Por Andrew Chernin, desde Copiapó Agosto 13, 2010

La gente pensaba que San Lorenzo hablaría ese día. Que de alguna forma, en su día, el patrono de los mineros obraría el último de sus milagros para salvar a treinta y tres de sus devotos desgraciados. Pero el martes, cuando la entrada de la mina San José dejó de ser simplemente una entrada conducida por un camino de tierra y se convirtió en el lugar más importante y jodido de todo elvalle de Copiapó, San Lorenzo no dijo nada. Esa mañana, donde no se sintieron más de cinco grados, San Lorenzo fue simplemente lo que larazón  indicaba que debía ser: una estatua arriba de un escenario con la cabeza ladeada, la mirada triste y los brazos extendidos. Casi como si supiera que debía pedir perdón.

Pero eso era algo que la gente no sabía.

Lo que sabía la gente era lo que todo Chile sabía. Que el jueves de la semana pasada, casi a las dos de la tarde, cuando un camión entraba a la mina a buscar a un grupo de mineros para sacarlos a almorzar, la mina San José se derrumbó. La tierra cedió, las rocas cayeron y treinta y tres tipos quedaron adentro a oscuras, supuestamente sin otra certeza que saber que las raciones de alimentos que tenían ahí serían la única forma que tendrían de sobrevivir. Por eso el martes, cuando se celebraba el Día del Minero con una misa a la que llegaron colegios, sindicatos, taxistas, carabineros, ingenieros, otros pirquineros e incluso la primera dama, la gente sentía que podía pasar algo. Que se podía anunciar algo importante.

Y claro, cuando llega tanto público dan ganas de decir cosas.

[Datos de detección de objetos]
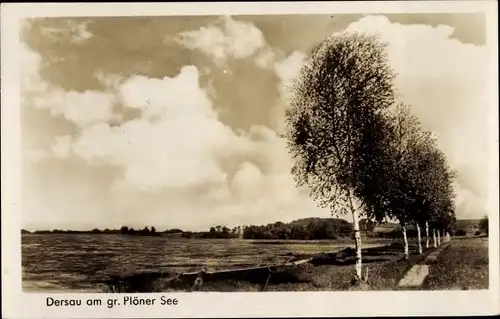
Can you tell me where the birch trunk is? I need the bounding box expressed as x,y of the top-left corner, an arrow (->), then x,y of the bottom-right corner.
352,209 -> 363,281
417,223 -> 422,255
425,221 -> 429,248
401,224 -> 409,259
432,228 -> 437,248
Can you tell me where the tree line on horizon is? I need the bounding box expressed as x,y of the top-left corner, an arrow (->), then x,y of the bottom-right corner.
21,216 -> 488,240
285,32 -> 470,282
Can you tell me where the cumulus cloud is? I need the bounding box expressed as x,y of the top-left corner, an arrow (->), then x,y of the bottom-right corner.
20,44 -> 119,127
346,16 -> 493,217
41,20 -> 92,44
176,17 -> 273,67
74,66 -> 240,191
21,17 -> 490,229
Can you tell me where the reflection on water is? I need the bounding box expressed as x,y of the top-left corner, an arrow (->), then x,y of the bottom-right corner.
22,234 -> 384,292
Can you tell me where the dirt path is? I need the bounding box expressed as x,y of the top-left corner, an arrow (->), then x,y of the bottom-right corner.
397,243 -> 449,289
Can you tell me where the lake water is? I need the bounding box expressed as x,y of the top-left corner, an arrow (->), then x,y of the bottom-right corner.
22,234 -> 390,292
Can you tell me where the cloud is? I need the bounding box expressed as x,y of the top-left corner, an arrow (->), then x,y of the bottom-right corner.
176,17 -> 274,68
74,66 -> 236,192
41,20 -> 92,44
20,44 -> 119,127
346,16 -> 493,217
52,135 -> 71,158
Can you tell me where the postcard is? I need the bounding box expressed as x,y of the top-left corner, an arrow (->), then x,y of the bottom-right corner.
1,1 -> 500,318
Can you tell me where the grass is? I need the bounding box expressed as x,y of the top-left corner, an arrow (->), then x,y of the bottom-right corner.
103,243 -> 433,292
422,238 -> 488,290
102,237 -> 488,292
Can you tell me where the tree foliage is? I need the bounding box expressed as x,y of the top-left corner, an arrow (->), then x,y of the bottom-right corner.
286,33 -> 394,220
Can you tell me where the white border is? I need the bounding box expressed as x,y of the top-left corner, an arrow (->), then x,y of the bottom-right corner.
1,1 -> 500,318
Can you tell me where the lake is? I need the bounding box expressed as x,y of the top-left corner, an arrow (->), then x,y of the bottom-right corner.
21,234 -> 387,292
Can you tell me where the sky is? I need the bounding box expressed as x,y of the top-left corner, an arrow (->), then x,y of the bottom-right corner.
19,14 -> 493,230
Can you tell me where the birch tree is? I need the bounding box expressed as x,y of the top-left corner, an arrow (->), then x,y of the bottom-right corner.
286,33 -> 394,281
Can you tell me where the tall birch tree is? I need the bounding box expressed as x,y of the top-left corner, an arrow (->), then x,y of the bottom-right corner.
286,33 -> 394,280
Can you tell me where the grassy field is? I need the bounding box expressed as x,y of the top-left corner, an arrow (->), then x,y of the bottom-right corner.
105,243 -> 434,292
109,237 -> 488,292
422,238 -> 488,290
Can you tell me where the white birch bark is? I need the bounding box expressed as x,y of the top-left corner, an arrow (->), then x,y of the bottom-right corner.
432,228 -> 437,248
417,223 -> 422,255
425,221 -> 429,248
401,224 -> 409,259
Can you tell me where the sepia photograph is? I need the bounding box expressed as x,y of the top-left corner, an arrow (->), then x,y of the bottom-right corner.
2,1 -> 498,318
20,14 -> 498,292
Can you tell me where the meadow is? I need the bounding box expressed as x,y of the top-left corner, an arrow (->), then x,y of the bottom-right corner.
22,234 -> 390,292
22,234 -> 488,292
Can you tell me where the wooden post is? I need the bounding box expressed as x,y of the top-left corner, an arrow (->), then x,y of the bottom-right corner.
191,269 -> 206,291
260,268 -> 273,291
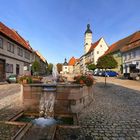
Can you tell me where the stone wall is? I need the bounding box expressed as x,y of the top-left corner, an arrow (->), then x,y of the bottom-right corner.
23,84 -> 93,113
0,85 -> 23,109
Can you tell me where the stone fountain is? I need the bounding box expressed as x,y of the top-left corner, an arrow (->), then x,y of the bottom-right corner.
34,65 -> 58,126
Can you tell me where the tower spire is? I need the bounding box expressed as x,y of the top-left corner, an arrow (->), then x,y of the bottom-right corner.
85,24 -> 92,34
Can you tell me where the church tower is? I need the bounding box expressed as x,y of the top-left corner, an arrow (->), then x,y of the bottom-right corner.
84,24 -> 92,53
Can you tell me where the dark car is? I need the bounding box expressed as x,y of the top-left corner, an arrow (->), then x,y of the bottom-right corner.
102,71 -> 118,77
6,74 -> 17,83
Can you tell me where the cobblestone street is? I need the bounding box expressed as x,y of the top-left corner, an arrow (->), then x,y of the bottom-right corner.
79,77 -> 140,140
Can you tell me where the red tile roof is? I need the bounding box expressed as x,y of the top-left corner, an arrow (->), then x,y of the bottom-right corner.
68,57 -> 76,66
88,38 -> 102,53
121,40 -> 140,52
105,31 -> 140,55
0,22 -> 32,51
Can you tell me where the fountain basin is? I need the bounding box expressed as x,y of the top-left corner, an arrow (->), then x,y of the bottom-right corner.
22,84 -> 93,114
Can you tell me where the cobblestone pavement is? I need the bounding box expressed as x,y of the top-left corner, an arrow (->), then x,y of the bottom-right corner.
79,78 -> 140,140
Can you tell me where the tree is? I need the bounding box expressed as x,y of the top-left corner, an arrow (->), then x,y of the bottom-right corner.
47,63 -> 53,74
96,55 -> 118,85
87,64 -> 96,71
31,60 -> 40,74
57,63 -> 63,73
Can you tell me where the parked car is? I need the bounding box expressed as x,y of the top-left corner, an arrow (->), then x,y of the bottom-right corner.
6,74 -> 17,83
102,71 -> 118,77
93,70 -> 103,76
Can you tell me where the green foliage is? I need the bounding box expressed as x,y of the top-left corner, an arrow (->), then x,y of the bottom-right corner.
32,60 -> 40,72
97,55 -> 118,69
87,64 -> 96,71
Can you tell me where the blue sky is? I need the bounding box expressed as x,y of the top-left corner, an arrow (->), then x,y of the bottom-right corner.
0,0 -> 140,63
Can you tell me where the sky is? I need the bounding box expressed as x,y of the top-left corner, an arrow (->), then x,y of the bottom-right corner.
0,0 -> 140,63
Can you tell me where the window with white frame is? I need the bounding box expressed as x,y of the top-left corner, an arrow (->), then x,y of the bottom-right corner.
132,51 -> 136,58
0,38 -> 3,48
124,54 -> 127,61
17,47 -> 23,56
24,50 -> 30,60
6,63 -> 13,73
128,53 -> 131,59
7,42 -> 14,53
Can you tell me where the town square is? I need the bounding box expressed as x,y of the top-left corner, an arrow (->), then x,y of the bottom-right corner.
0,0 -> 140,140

• [Tu objetivo]
Copie literalmente, del texto sobre la mina San José, el tramo que va desde "Pero eso era" hasta "de decir cosas.".

• [Respuesta]
Pero eso era algo que la gente no sabía.

Lo que sabía la gente era lo que todo Chile sabía. Que el jueves de la semana pasada, casi a las dos de la tarde, cuando un camión entraba a la mina a buscar a un grupo de mineros para sacarlos a almorzar, la mina San José se derrumbó. La tierra cedió, las rocas cayeron y treinta y tres tipos quedaron adentro a oscuras, supuestamente sin otra certeza que saber que las raciones de alimentos que tenían ahí serían la única forma que tendrían de sobrevivir. Por eso el martes, cuando se celebraba el Día del Minero con una misa a la que llegaron colegios, sindicatos, taxistas, carabineros, ingenieros, otros pirquineros e incluso la primera dama, la gente sentía que podía pasar algo. Que se podía anunciar algo importante.

Y claro, cuando llega tanto público dan ganas de decir cosas.